* What is needed
Reproduce the data below without any change, from its first line through the line that contains "120], [61, 114]]". Include that final line.

____ Extracted records

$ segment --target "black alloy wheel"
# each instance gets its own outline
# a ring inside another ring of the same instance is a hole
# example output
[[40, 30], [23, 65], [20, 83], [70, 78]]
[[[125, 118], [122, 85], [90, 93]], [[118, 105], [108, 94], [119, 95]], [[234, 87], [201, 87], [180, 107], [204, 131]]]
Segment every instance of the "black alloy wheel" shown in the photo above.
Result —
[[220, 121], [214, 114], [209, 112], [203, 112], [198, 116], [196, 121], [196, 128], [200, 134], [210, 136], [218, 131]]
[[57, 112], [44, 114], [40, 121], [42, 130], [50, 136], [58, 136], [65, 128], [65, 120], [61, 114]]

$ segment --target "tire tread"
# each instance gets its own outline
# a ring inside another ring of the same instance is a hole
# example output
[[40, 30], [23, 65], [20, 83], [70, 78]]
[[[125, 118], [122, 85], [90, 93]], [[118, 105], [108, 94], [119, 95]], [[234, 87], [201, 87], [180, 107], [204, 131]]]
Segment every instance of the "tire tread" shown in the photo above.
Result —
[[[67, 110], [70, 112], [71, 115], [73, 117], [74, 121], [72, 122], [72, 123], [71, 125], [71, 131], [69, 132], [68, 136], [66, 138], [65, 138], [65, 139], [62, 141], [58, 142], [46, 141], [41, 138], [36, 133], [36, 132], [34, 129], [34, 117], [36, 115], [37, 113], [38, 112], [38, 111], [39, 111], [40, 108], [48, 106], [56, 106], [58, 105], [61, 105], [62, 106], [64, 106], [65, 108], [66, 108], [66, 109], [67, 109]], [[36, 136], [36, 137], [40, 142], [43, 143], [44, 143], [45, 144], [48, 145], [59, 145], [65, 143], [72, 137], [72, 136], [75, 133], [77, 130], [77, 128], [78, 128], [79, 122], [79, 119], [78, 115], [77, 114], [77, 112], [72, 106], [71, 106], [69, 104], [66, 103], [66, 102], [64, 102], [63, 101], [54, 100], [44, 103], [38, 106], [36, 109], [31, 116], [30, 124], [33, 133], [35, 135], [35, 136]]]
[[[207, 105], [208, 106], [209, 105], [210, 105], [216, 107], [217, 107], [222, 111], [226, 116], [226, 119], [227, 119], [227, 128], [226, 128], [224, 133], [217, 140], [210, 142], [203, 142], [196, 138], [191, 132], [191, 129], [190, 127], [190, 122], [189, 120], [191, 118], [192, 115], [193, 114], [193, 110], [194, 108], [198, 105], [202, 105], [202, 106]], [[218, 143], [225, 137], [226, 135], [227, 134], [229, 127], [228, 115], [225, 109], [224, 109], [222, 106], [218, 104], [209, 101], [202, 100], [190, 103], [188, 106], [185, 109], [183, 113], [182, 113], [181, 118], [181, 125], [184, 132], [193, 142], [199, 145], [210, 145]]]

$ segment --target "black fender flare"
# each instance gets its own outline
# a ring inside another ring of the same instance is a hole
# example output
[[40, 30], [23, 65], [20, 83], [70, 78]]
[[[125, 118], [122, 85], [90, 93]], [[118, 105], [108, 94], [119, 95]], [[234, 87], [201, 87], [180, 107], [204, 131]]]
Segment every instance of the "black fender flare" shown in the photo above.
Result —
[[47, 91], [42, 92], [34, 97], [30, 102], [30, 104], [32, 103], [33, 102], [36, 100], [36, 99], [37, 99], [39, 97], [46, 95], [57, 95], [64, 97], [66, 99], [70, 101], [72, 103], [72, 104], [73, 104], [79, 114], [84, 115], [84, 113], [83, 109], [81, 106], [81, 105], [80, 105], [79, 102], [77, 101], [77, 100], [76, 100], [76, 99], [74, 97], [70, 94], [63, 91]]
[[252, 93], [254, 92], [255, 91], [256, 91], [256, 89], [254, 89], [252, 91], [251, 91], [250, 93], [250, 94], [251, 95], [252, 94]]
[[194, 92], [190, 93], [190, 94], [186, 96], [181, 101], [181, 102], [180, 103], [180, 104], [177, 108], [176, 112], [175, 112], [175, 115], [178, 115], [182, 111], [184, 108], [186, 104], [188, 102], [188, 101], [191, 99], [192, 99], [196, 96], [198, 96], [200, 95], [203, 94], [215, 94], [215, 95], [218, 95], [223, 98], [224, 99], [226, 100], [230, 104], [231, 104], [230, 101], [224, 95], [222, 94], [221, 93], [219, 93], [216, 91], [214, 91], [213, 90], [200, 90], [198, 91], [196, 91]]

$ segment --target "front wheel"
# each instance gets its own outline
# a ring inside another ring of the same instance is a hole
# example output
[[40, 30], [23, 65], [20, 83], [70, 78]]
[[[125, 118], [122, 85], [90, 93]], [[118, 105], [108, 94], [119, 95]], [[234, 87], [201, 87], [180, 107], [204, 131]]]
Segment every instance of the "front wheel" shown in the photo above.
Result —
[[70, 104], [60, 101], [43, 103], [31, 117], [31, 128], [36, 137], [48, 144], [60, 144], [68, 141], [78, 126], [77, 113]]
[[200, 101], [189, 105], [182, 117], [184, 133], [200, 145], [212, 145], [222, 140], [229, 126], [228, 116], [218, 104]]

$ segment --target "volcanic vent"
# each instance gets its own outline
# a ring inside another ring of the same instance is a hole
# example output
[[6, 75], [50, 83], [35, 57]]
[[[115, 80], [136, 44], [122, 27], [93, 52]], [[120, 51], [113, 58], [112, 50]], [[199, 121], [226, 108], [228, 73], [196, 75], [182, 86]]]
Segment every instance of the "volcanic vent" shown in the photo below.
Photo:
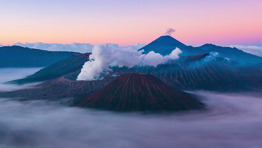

________

* Reply
$ segment --target "black alloy wheel"
# each instance gets its own outline
# a ring inside another ring of the same instance is a hole
# example output
[[40, 30], [23, 65], [20, 83], [70, 78]]
[[[125, 118], [122, 85], [90, 93]], [[118, 105], [108, 94], [119, 95]], [[234, 87], [201, 87], [180, 107], [204, 131]]]
Segment every instance of the "black alloy wheel" shown in the photo above.
Result —
[[220, 121], [214, 114], [209, 112], [203, 112], [198, 116], [196, 121], [196, 128], [200, 134], [210, 136], [218, 131]]
[[57, 112], [44, 114], [40, 121], [42, 130], [50, 136], [58, 136], [65, 128], [65, 120], [61, 114]]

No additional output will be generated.